In the Z-machine, DICT_WORD_SIZE is the number of bytes in the dictionary word. It’s always 6 (unless you go back to v4).

Z-machine encoding is variable-width. Those six bytes can store nine letters, but only four punctuation marks (if I remember this correctly). So “aliphatic” fits in a word but “moon-calf” does not.

(The Z-machine parser code never uses DICT_WORD_SIZE for anything, anyhow. The dictionary is handled by the interpreter directly.)

In Glulx, DICT_WORD_SIZE is treated slightly differently. It’s a number of characters, and characters are normally stored in the dictionary one-per-byte, so it’s also the number of bytes. But if you use the experimental setting DICT_CHAR_SIZE=4, then characters are stored in the dictionary one-per-word. So then a dict word has 4*DICT_WORD_SIZE bytes.

I know this is a little clumsy. It makes the library code simple, though.

## Material
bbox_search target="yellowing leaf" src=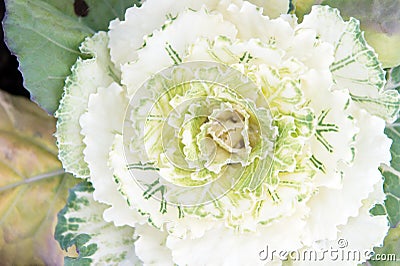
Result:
[0,91,77,265]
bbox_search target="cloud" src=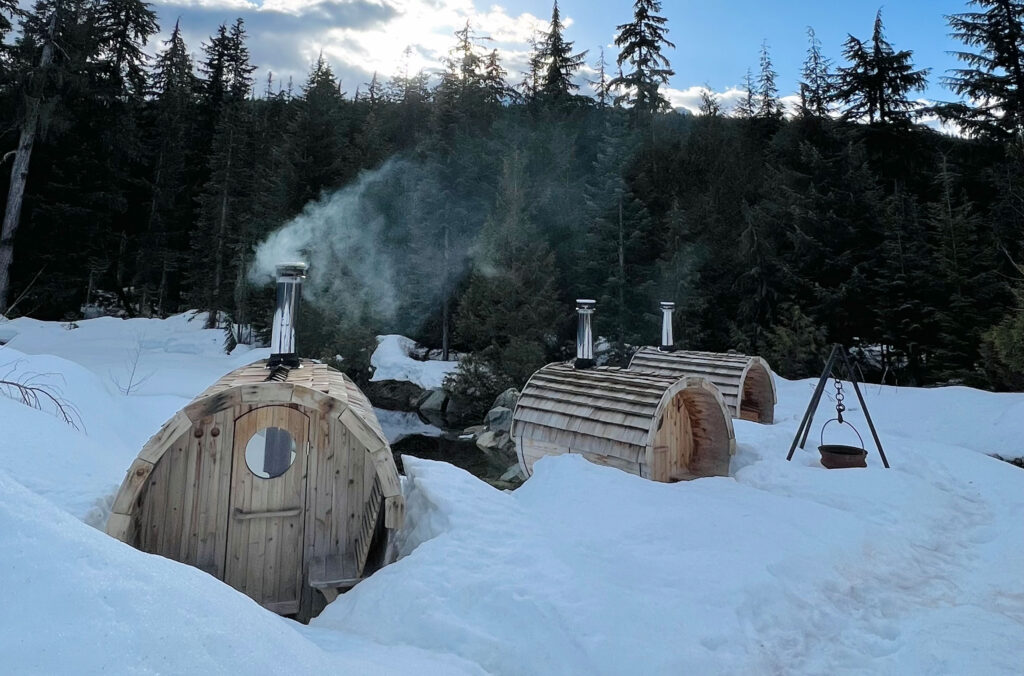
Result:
[156,0,548,92]
[662,86,746,115]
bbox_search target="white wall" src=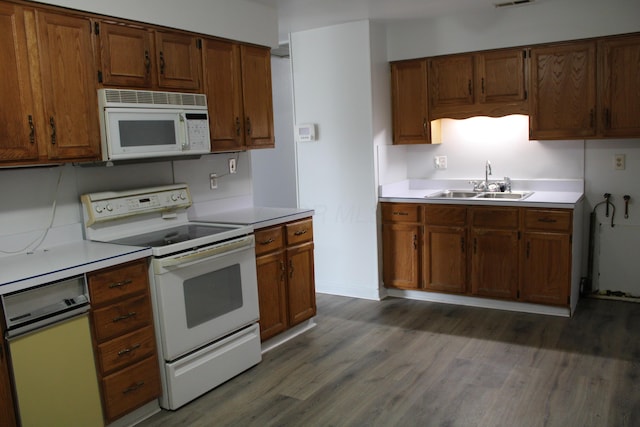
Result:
[251,57,298,208]
[291,21,379,298]
[34,0,278,47]
[387,0,640,61]
[380,0,640,295]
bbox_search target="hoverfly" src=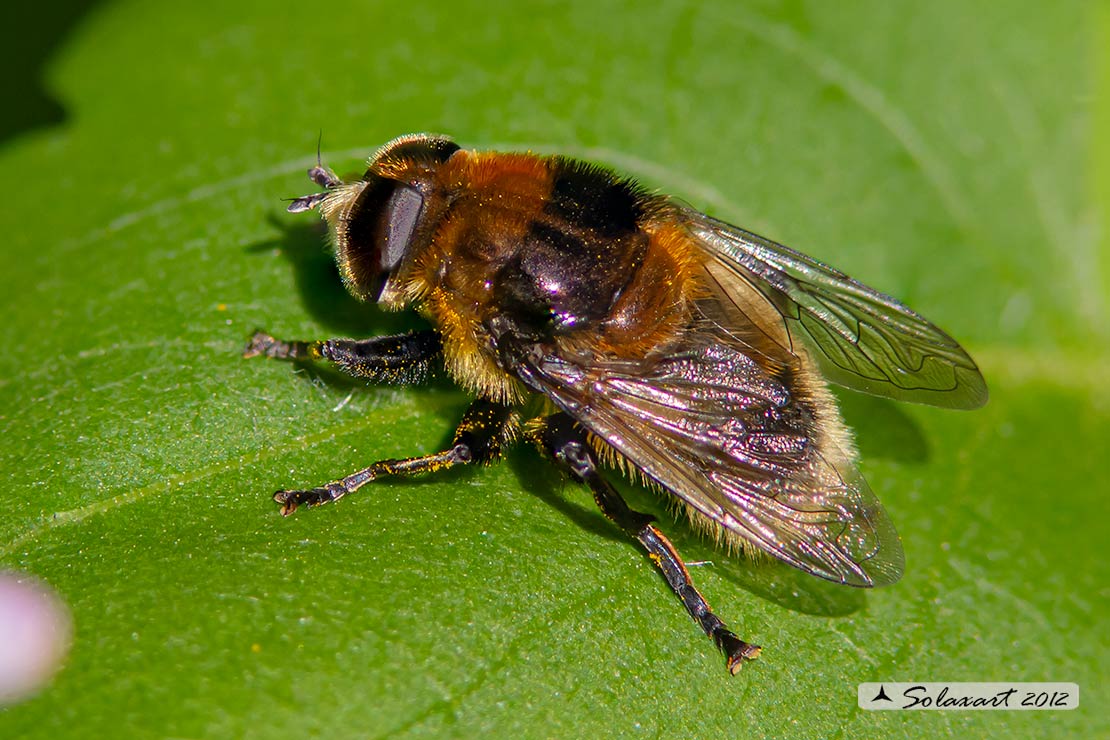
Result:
[244,134,987,673]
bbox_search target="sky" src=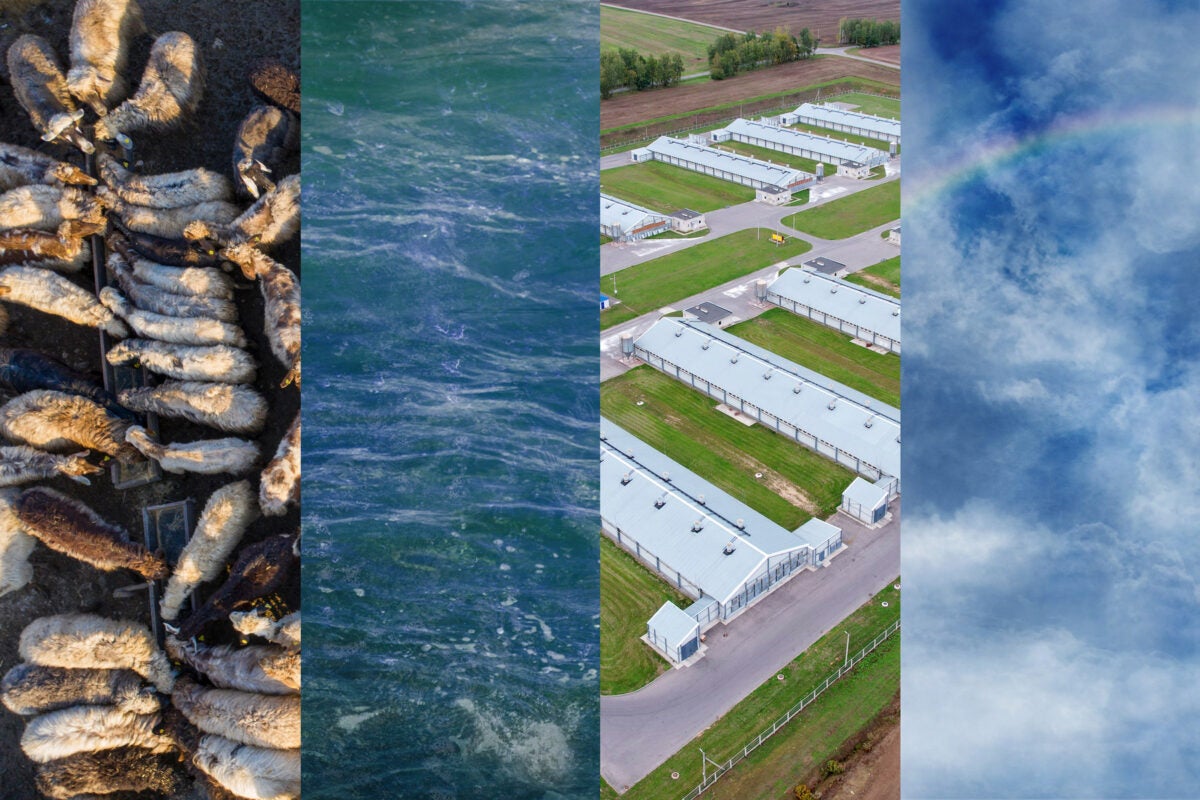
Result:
[902,0,1200,798]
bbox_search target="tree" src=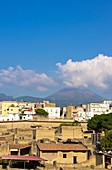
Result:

## Objectives
**1)** Can you print the passage on DICT_WORD_SIZE from "Z-machine encoding is" to "the interpreter directly.)"?
**2)** Using the passage on DICT_WORD_SIZE, answer each question:
(a) How many letters can the six bytes of a Z-machine dictionary word store?
(b) In the Z-machine, what handles the dictionary directly?
(c) In Glulx with DICT_CHAR_SIZE=4, how many bytes does a dict word have?

## Responses by task
**1)**
Z-machine encoding is variable-width. Those six bytes can store nine letters, but only four punctuation marks (if I remember this correctly). So “aliphatic” fits in a word but “moon-calf” does not.

(The Z-machine parser code never uses DICT_WORD_SIZE for anything, anyhow. The dictionary is handled by the interpreter directly.)

**2)**
(a) Nine letters.
(b) The interpreter.
(c) 4*DICT_WORD_SIZE bytes.